> **MATERIAL PROVIDED**
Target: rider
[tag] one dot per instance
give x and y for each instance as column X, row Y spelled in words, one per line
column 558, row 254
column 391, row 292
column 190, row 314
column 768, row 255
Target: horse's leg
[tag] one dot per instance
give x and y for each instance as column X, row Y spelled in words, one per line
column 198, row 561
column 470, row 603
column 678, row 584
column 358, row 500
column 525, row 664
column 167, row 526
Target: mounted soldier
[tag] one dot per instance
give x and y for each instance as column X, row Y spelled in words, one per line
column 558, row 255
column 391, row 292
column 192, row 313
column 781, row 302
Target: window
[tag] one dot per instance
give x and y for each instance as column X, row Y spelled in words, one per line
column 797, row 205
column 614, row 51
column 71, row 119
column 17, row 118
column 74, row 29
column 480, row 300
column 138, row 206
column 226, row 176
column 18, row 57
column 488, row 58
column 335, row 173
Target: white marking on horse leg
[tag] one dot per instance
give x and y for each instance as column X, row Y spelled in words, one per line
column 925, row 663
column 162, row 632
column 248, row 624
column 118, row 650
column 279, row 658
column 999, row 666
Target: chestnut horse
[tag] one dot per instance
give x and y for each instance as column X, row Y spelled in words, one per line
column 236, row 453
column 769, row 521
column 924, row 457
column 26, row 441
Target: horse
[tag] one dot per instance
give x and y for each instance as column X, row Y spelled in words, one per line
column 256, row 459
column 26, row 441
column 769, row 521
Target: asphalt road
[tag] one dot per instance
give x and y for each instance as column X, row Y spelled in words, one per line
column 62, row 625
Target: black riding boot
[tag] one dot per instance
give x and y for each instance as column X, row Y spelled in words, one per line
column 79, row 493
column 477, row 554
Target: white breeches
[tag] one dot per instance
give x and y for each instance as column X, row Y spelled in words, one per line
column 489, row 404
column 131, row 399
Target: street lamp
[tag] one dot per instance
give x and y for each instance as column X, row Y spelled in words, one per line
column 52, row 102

> **TASK TO COMPLETE**
Copy the lines from the rows above verbatim, starting at the line containing "Target: black riding boot" and ending at the line containing "column 477, row 554", with both of those lines included.

> **EXERCISE OUTPUT**
Target: black riding boot
[tag] one dot per instance
give x and y for each instance as column X, row Y spelled in words, one per line
column 79, row 493
column 477, row 554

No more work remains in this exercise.